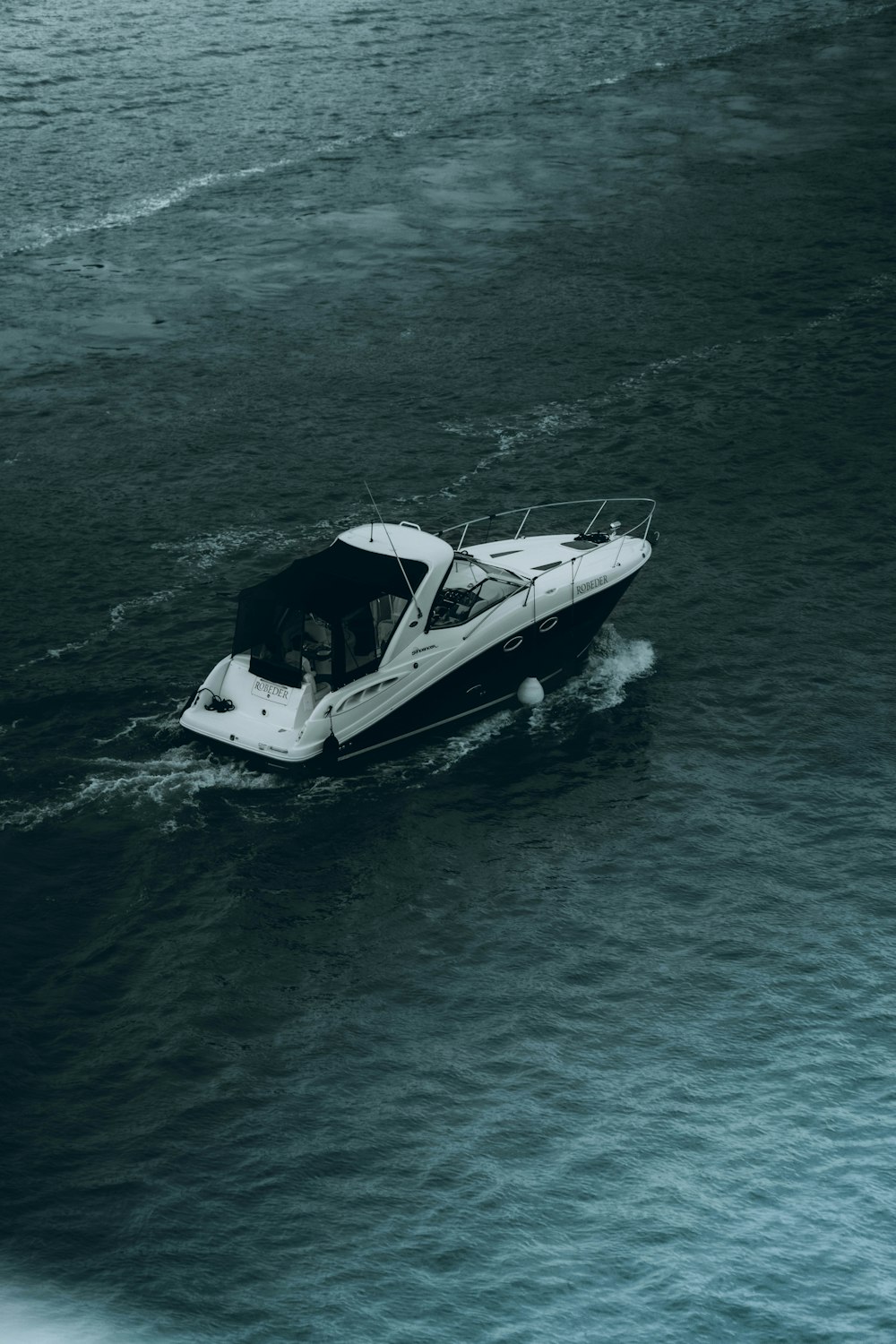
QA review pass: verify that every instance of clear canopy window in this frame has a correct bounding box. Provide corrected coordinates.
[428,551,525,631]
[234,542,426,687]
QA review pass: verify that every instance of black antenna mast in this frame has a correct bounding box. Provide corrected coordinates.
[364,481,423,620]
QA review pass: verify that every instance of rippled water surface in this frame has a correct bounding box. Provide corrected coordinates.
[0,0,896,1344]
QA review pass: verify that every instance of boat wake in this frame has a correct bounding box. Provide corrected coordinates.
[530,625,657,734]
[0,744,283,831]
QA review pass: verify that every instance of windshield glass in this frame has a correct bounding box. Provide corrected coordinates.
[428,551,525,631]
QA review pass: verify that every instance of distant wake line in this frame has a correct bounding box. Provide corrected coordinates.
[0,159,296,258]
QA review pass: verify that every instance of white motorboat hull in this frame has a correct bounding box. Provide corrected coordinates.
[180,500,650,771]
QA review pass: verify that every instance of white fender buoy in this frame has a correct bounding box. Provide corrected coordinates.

------------------------------------------------------------------------

▶ **Goal**
Can you edit all the records above so that "frame" becomes "image" everywhere, with nothing else altered and the pictures left out?

▶ **Task output**
QA review pass: verify that every instance of clear canopy window in this image has a correct bounding box. Provide corrected coordinates.
[428,551,525,631]
[234,542,426,687]
QA review pass: verify that every instance of black antenna mast in this image has a correct bounding box. Provide corrected coordinates.
[364,481,423,620]
QA review pass: verify that every instance of rippled water surface in this image has a correct bounding box. Provide corrected coordinates.
[0,0,896,1344]
QA review pass: verify that every instance of boat wake in this image has a correct bounding box. Provide corrected coordinates.
[530,625,657,734]
[0,744,283,831]
QA review pass: verify that every instance of windshield glass in this image has a correct bounding box. Provide corrected coordinates.
[428,551,525,631]
QA review pass: verify that every instance of distant wake line in this image has a correct bounding box. Provide corrected coordinates.
[0,159,296,258]
QA review pass: verify that every instance of white motorboat hull in this image has a correct bounding box. Provide corrected coordinates.
[180,500,650,771]
QA review pass: verify that every instance of white fender buoy in this image has a correct bounding box. Provide corrected coordinates.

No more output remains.